AIM OF THE TASK » In the Kerala overview, what does the name "Kerala" mean?

SELECTED PASSAGE »
## Start

KRITYA2007


 

 

 

 

 

 

 

 

 



 

 

Kerala At A Glance

Location : Southwestern tip of India.
Area : 38, 863 sq km.

Population : 3,18,38,619
Capital : Thiruvananthapuram (Trivandrum)
Language : Malayalam;English is widely spoken.
Religion : Hinduism, Christianity, Islam
Time : GMT +5:30
Currency : Indian Rupee
Climate : Tropical.
Summer : February - May (24 - 330C)
Monsoon : June - September (22 - 280C)
Winter : October - January (22 - 320C)
Names of Districts
Old New
Trivandrum Thiruvananthapuram
Quilon Kollam
Alleppey Alappuzha
Pathanamthitta
Kottayam
Idukki
Ernakulam
Trichur Thrissur
Palghat Palakkad
Malappuram
Wayanad
Calicut Kozhikode
Cannanore Kannur
Kasaragod
Major Cities : Thiruvananthapuram, Kochi (Ernakulam district) and Kozhikode.

Population : 318.39 lakhs as per the latest 2001 Census
(31.839 Millions)
Density of Population : 819 per sq kms
Kerala's Share in the National Population : 3.1 per cent
District Average : 22.74 lakhs (2.274 millions)
Sex Ratio : 1058 women for 1000 men

Kerala meaning 'the land of coconuts' lies at the southernmost tip of India. It stretches along the coast of the Arabian Sea and is separated from the rest of the sub continent by the steep Western Ghats.

Kerala boasts a rich tradition rooted in a deep historical backdrop. Long before Vasco Da Gama, the first European to discover the sea route to India, landed on the shores of Kerala, Phoenicians, Romans, Arabs, and Chinese had been regularly sailing to its coast to source spices, sandalwood and ivory.

The Chinese fishing nets and ancient synagogue remain reminiscent of these ancient trade relationships. Kerala's history is the synthesis of old tradition and new values, assimilated over many centuries.

Today, Kerala is known all over the world as a unique destination. The National Geographic Traveler calls it one of the ten 'Paradises Found' in the world, for its diverse geography and overwhelming greenery. It is a land much acclaimed for the contemporary nature of its cultural ethos, and much appreciated for the soothing, rejuvenating paradise that it is.

Socially, Kerala has many firsts to its credit. A hundred percent literate state with high health care and health awareness standards, it has the lowest infant mortality rate among Indian states.

With the highest social development index in India and comparable with that of developed countries, the women in the state enjoy considerable social status mainly due to the historical matrilineal system. Higher education and equal opportunities have further strengthened the status of women in Kerala's society.

Kerala is a microcosm of multi-religious India, cohabited by Hindus, Christians and Muslims. Hinduism forms the principal religion with considerable percentages of Muslims and Christians, boasting a long tradition of harmonious co-existence.

With its beautiful lagoons and lush landscape lined by tall coconut palms and bright green paddy fields, Kerala is a visual treat beyond comparison. But the real treasure of Kerala lies in the cultural heritage of its people, in their ballads, their songs and dances, their rituals and their intellectual pursuits.

Long months of monsoon and an agro based economy laid a strong foundation for the evolution of distinctive festivals and traditions of Kerala. These colorful occasions showcase Kerala's legacy and more often are intertwined with the many religious beliefs. Kerala's multi - culturalism is best reflected in the various festivals of different faiths.

## End

SUPPLIED INFORMATION »
## Start

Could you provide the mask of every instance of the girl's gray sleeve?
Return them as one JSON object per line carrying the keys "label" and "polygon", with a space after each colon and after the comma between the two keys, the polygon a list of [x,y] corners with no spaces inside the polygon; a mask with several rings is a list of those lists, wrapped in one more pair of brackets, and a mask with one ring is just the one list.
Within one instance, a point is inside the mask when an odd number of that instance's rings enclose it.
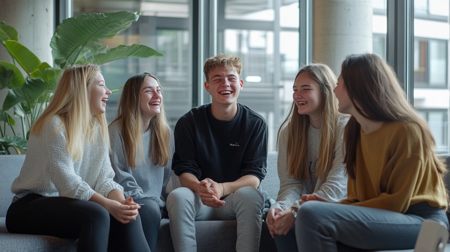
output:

## End

RESULT » The land of coconuts.